The Origin and Evolution of Amorphous Silica Coatings on Young Hawaiian Basalts

Author: Chemtob, Steven Michael

Year: 2013

Degree: Dissertation (Ph.D.)

Advisor: Rossman, George Robert

Committee Members: Eiler, John M.; Stolper, Edward M.; Ehlmann, Bethany L.; Rossman, George Robert

Option: Geochemistry

DOI: 10.7907/RGT1-NK93

Abstract

Young basaltic lavas on the Big Island of Hawaii frequently feature brightly colored surface coatings. These coatings, the product of interaction of volcanically-derived acidic fluids with basaltic substrates, provide an opportunity to study the rates and mechanisms of early onset chemical weathering in a natural setting. Lava flows of various ages, from hours to ~40 years, at sites along Kilauea's southwest and east rift zones and at Mauna Loa were visited and sampled to determine the nature and extent of this alteration phenomenon. The coatings are composed of a layer of amorphous silica, 1-80 μm thick, capped in some cases by a 1 μm layer of Fe-Ti oxide. Raman, infrared, and 29Si nuclear magnetic resonance (NMR) spectra indicate that the coating is structurally identical to hydrous silica gel and contains unusually high structural Si-OH contents for a natural silica sample (5.4 wt% as H2O). Opaque coatings were observed on surfaces as young as one year old, and incipient siliceous alteration was observed to begin within days. Coating thickness varies with flow age, proximity to acid sources such as volcanic plumes emanating from Kilauea Caldera and Pu'u O'o, and climate. Coatings form preferentially on lavas with glassy surface layers, such as dense pahoehoe and spatter ramparts.

__Problem description__:
Carry on the abstract about silica coatings on young Hawaiian basalts, picking up right after its last sentence.

__Data provided__:
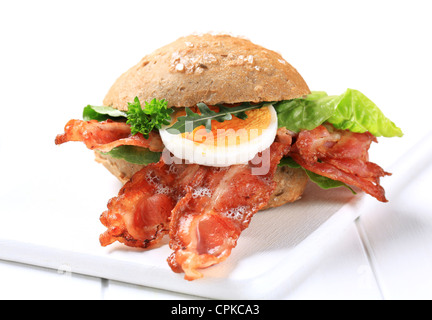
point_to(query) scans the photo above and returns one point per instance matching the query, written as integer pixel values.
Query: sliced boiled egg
(234, 141)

__Task response__:
The silicon isotope compositions of silica coatings and basalts were measured to determine the degree of Si mobility during coating formation. Coatings are enriched in 30Si/28Si by 1-1.5‰ relative to their basalt substrates. This fractionation is opposite in direction to that previously reported for opal precipitation, suggesting that aqueous Si speciation may strongly affect the sign and magnitude of the fractionation factor. Experiments in which fresh basalt glass was partially dissolved in dilute hydrochloric or hydrofluoric acid reproduced Hawaiian silica coating morphologies. Fluids collected from all experiments displayed δ30Si fractionations, but the direction of fractionation depended on fluid chemistry.

The morphologic, spectroscopic and geochemical observations presented here are most consistent with a dissolution-reprecipitation mechanism for silica coating formation. Acidic solutions dissolved near-surface basalt, then precipitated in situ a portion of the dissolved Si as amorphous silica.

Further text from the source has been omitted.